Mid-Level Software Engineer at Twitch profile pic
Mid-Level Software Engineer at Twitch

I'm not sure exactly how to phrase this, but to give an analogy, I love card games (ex: Legends of Runeterra, Race for the Galaxy, Hearthstone, etc). There are a fixed set of rules and a fixed set of cards. I can "grind" games and get better by noticing patterns, picking up new strategies or tactics by playing against a diverse set of players. The outcome of an interaction is usually idempotent (i.e. card 1 interaction with card 2).

In real life, things are quite complicated. Asking a certain question in a certain way to person 1 and person 2 may give wildly different responses, and may even depend on your mood, their mood, your tone, time of day, etc. It's super messy and unpredictable.

I also feel a similar way about system design. The nearly infinite possibility of inputs, outputs, TPS, throughput, scenarios make it difficult to reapply the same set of rules to different scenarios. This is just talking about one component, when we bring in N components, the interaction gets very complicated and the "rules" change" case by case. I'm sure it gets better with practice, but I also feel I have a limited opportunity to learn or practice these on the job.

Has anyone found a way to structure these learnings in terms of a repeated "grind", because oftentimes I feel overwhelmed and don't know where to start. This is a complicated question, so answers regarding either a) soft skills or b) system design separately I will treat as valid answers.
--------------------------------------------------
Required actions:
1. According to the post, what is the outcome of an interaction in a card game usually?
2. Does each statement agree with the post? Answer yes or no for each, and quote the words that decide it. (a) The writer finds it easy to reapply the same set of rules across system design scenarios. (b) The writer feels there is limited opportunity to learn or practice system design on the job. (c) The writer will accept an answer that covers only soft skills.
You can set the data aside; it isn't used here.

Records provided:
--------------------------------------------------
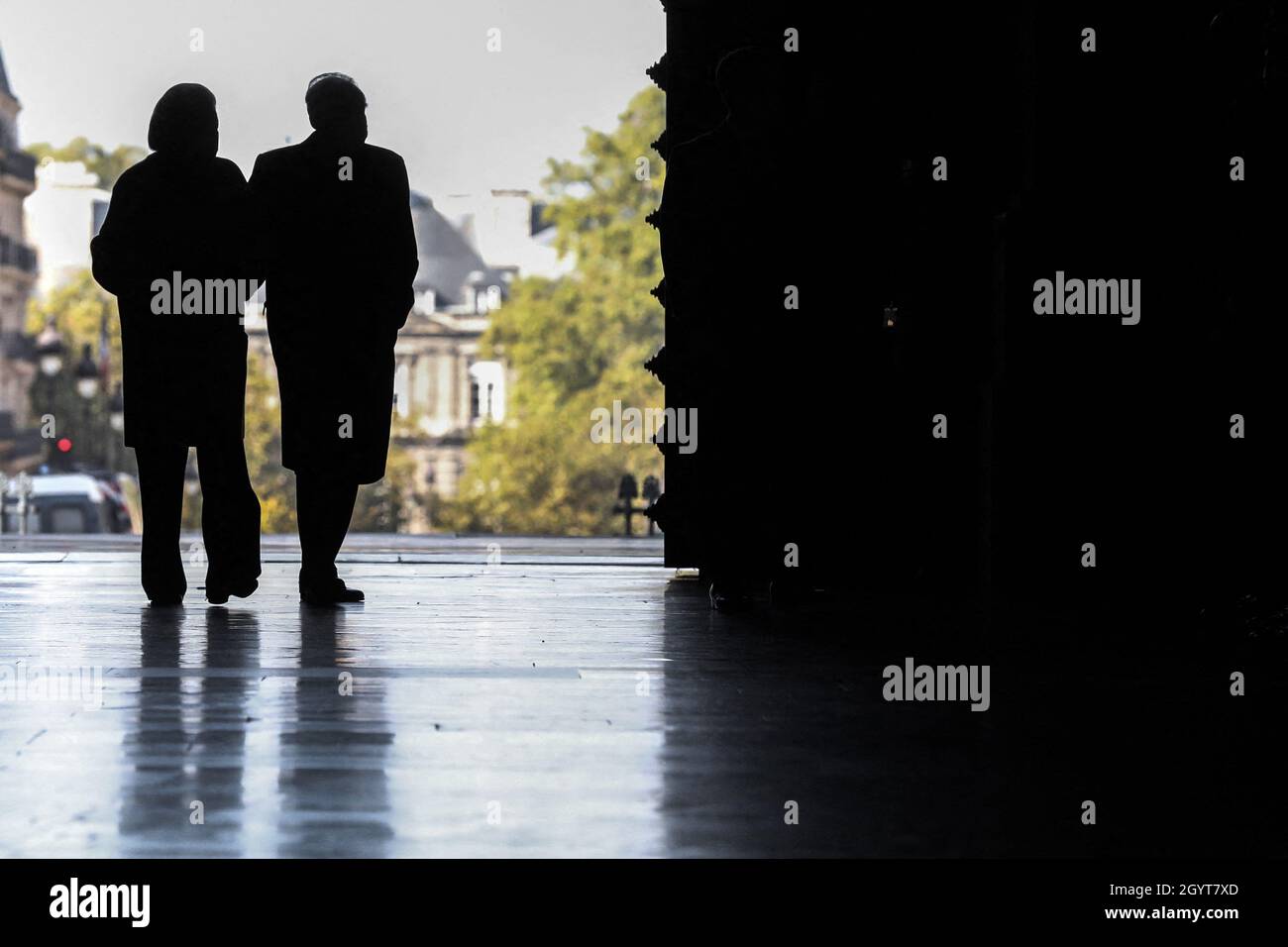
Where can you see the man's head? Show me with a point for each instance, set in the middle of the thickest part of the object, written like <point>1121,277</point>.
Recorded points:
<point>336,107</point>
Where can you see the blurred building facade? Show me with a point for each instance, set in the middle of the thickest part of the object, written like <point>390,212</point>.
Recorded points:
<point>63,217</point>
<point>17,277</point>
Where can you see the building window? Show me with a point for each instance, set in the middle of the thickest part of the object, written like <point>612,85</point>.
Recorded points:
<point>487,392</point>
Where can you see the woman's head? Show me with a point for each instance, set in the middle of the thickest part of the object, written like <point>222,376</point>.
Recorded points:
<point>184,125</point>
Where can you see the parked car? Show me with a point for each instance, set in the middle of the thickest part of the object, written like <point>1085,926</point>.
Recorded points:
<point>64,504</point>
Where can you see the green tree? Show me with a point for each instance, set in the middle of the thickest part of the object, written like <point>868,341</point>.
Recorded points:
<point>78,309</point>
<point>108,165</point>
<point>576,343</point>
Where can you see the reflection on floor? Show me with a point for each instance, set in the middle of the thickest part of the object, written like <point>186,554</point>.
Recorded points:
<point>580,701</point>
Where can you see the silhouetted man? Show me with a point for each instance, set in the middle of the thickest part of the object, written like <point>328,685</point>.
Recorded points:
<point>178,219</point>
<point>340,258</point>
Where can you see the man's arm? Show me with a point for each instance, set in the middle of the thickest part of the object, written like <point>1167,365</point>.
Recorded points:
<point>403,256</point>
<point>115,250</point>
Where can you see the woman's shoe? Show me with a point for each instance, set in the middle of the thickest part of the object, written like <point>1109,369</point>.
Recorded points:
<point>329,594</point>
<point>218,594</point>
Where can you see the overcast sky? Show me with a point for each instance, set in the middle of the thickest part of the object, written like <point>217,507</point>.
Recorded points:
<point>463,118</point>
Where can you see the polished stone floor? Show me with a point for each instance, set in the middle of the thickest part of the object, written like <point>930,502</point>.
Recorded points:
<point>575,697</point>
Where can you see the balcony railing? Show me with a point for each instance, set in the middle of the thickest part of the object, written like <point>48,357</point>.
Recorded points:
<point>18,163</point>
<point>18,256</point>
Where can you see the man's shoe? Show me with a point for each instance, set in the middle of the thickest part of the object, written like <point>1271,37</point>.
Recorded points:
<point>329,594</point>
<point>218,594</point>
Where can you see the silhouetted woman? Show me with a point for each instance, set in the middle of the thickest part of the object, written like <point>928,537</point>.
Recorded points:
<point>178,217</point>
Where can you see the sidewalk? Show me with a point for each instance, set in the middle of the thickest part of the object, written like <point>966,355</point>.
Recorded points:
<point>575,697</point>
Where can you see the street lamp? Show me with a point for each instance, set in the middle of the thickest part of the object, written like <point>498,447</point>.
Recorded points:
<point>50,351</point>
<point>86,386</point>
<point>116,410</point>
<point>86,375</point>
--------------------------------------------------
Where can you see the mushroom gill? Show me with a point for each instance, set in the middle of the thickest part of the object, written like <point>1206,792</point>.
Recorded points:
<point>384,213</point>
--------------------------------------------------
Full solutions:
1. Idempotent

2.
(a) No: "make it difficult to reapply the same set of rules to different scenarios"
(b) Yes: "I also feel I have a limited opportunity to learn or practice these on the job"
(c) Yes: "answers regarding either a) soft skills or b) system design separately I will treat as valid answers"